> **Goal**:
Convert the listing, everything from the line containing "task: segment the green potted plant" down to and including the line containing "[[[548,763],[557,753],[558,556],[523,560],[523,680],[518,765]]]", into a two-column CSV with the headers task and outline. Give one row per task paired with its answer, put each field in double quotes with line breaks turned into spaces, and leave out the pictures.
........
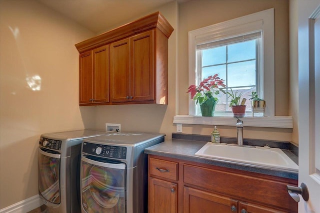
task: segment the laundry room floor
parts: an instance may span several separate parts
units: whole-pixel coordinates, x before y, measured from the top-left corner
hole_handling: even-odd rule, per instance
[[[47,212],[46,206],[43,205],[42,206],[32,210],[30,212],[28,212],[26,213],[46,213]]]

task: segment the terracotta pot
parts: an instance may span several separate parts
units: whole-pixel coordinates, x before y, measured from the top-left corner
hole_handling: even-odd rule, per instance
[[[234,113],[234,117],[242,118],[246,114],[246,105],[236,105],[232,106],[232,112]]]
[[[218,101],[211,97],[200,105],[201,114],[202,117],[212,117],[214,116],[214,109]]]

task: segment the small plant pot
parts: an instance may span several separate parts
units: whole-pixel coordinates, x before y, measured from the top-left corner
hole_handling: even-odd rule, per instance
[[[234,113],[234,117],[242,118],[246,114],[246,105],[232,106],[232,112]]]

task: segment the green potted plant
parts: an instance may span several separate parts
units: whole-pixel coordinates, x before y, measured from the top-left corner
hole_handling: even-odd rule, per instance
[[[238,90],[234,92],[232,89],[230,89],[231,92],[228,92],[229,95],[228,97],[230,97],[230,106],[232,109],[232,112],[234,113],[234,117],[241,118],[244,116],[246,114],[246,107],[244,105],[246,99],[243,98],[241,100],[241,96],[242,92],[238,94]]]
[[[191,85],[188,92],[190,93],[191,98],[196,100],[196,104],[199,104],[201,113],[204,117],[212,117],[214,115],[216,105],[218,99],[214,97],[220,91],[226,93],[223,89],[226,88],[224,80],[218,77],[218,74],[211,75],[204,79],[197,86]]]
[[[266,107],[266,101],[260,98],[256,91],[251,93],[251,98],[249,100],[252,100],[252,112],[254,115],[254,112],[264,112]]]

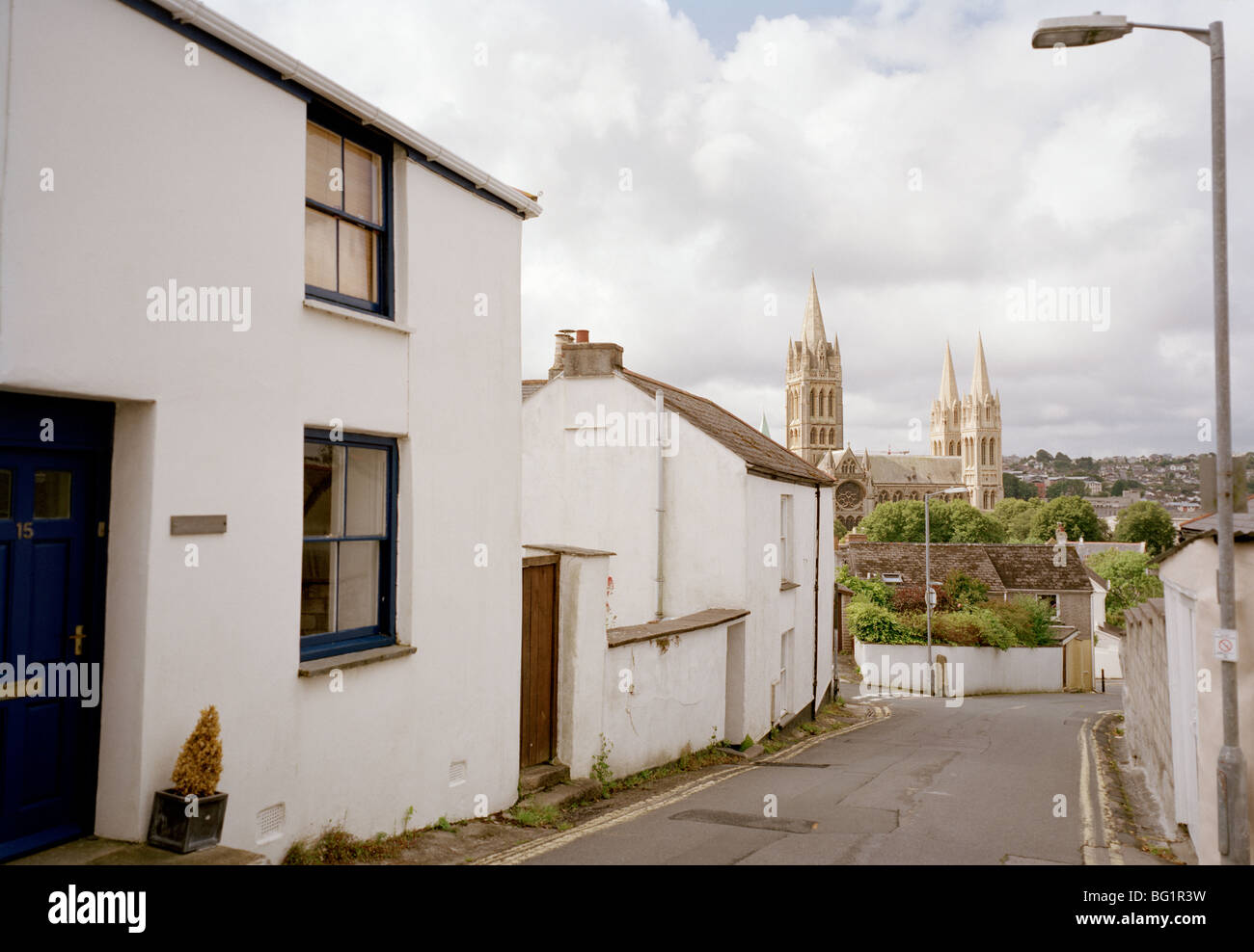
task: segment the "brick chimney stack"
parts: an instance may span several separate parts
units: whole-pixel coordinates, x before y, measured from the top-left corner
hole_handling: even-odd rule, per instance
[[[616,343],[588,341],[587,331],[574,332],[574,343],[562,344],[564,377],[608,377],[623,368],[623,348]]]
[[[549,380],[553,380],[562,372],[562,347],[574,343],[574,338],[571,337],[574,331],[558,331],[553,334],[553,366],[549,367]]]

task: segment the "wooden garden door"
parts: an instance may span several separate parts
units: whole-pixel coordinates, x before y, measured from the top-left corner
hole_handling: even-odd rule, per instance
[[[548,763],[557,753],[558,556],[523,560],[523,680],[518,765]]]

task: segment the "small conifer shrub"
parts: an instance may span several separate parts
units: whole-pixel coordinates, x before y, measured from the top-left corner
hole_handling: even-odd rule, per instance
[[[212,797],[222,777],[222,740],[218,710],[212,704],[201,711],[192,735],[183,744],[171,780],[183,797]]]

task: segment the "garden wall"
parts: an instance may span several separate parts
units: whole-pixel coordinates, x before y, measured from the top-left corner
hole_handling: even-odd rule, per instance
[[[946,696],[1035,694],[1062,690],[1062,648],[957,648],[932,645],[933,659],[946,659]],[[854,639],[854,660],[863,685],[924,693],[927,645],[879,645]],[[939,689],[937,690],[939,693]]]

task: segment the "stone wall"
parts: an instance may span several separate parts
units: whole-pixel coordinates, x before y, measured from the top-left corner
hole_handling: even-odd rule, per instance
[[[1124,727],[1132,762],[1157,797],[1165,830],[1175,804],[1171,764],[1171,704],[1167,698],[1167,635],[1162,599],[1125,613]]]

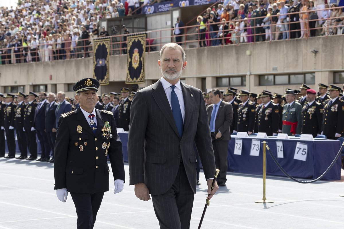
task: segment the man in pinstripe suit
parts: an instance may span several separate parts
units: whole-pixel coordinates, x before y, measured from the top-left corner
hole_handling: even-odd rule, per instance
[[[194,140],[207,198],[218,188],[215,184],[211,192],[215,163],[203,94],[179,80],[185,60],[181,46],[164,45],[158,62],[163,77],[136,92],[130,110],[129,184],[140,199],[148,201],[151,194],[161,228],[190,228],[196,186]]]

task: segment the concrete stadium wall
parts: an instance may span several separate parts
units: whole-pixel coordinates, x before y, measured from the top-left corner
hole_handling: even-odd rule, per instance
[[[311,37],[307,40],[188,49],[185,50],[187,65],[181,78],[185,78],[187,84],[201,89],[201,79],[205,78],[207,89],[216,87],[217,77],[246,76],[247,79],[249,79],[249,83],[247,80],[246,87],[236,87],[256,93],[267,90],[282,93],[286,88],[299,87],[299,84],[259,86],[259,75],[315,72],[316,85],[309,85],[315,89],[319,83],[333,83],[334,71],[344,71],[343,37],[333,36],[327,38]],[[311,49],[319,52],[314,57]],[[247,50],[251,51],[250,56],[246,55]],[[146,53],[146,82],[139,84],[139,87],[150,85],[161,77],[158,65],[159,59],[158,51]],[[131,88],[125,83],[126,62],[125,55],[110,57],[110,84],[101,86],[98,94],[119,92],[119,89],[126,85]],[[25,85],[28,93],[33,90],[34,85],[47,84],[49,91],[63,91],[67,96],[73,96],[73,92],[67,92],[68,84],[92,77],[93,66],[90,58],[0,66],[0,92],[4,92],[5,86]],[[273,71],[273,67],[277,67],[277,71]],[[248,75],[248,72],[250,75]]]

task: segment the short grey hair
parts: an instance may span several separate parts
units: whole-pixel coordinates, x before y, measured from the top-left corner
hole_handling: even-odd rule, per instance
[[[54,96],[54,98],[56,98],[56,95],[55,94],[55,93],[53,93],[53,92],[49,92],[48,93],[48,95],[51,95]]]
[[[160,58],[160,60],[161,60],[161,57],[162,56],[162,53],[166,48],[169,48],[171,49],[178,49],[182,51],[182,59],[183,62],[185,61],[185,51],[183,48],[180,45],[176,43],[168,43],[161,48],[161,49],[160,50],[160,54],[159,57]]]

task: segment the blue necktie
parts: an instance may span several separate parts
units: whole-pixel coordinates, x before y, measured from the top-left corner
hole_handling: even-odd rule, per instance
[[[173,115],[174,117],[174,122],[175,122],[177,129],[178,129],[178,133],[181,138],[182,136],[183,136],[183,132],[184,131],[184,124],[183,123],[182,112],[180,110],[180,106],[179,105],[179,101],[178,100],[178,97],[174,91],[175,85],[172,85],[171,87],[172,88],[172,91],[171,92],[172,112],[173,112]]]
[[[213,128],[214,128],[214,120],[215,119],[215,113],[216,113],[216,107],[217,106],[217,105],[215,104],[214,106],[214,108],[213,108],[213,112],[212,112],[212,117],[210,119],[210,131],[212,131],[213,130]]]
[[[92,129],[92,131],[93,131],[94,136],[95,136],[96,132],[97,132],[97,124],[94,122],[94,120],[93,120],[94,117],[94,115],[93,114],[90,114],[88,115],[88,117],[89,118],[90,120],[89,125],[91,127],[91,129]]]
........
> **Final result**:
task,outline
"task: segment the green potted plant parts: an instance may span several separate parts units: whole-pixel coordinates, x before y, measured from the top-left corner hole_handling: even-odd rule, per instance","[[[238,90],[234,92],[232,89],[230,89],[231,92],[228,92],[229,95],[228,97],[230,97],[230,106],[232,109],[232,112],[234,113],[234,117],[241,118],[244,116],[246,114],[246,107],[244,105],[246,99],[243,98],[241,100],[241,96],[242,92],[238,94]]] [[[191,85],[188,92],[190,93],[191,98],[196,100],[196,104],[199,104],[201,113],[204,117],[212,117],[214,115],[216,105],[218,99],[214,97],[220,91],[226,93],[223,89],[226,88],[224,80],[218,77],[218,74],[211,75],[204,79],[197,86]]] [[[266,107],[266,101],[260,98],[256,91],[251,93],[251,98],[249,100],[252,100],[252,112],[254,115],[254,112],[264,112]]]"
"task: segment the ""brick chimney stack"" parts: an instance may span several separate parts units: whole-pixel coordinates, x before y, measured from the top-left corner hole_handling: even-odd rule, per instance","[[[616,343],[588,341],[587,331],[574,332],[574,343],[562,344],[564,377],[608,377],[623,368],[623,348]]] [[[549,380],[553,380],[562,372],[562,347],[574,343],[574,338],[571,337],[574,331],[558,331],[553,334],[553,366],[549,367]]]"
"task: segment the ""wooden garden door"" parts: an instance may span several separate parts units: whole-pixel coordinates, x before y, measured from the top-left corner hole_handling: even-odd rule, per instance","[[[548,763],[557,753],[558,556],[523,560],[523,680],[518,765]]]"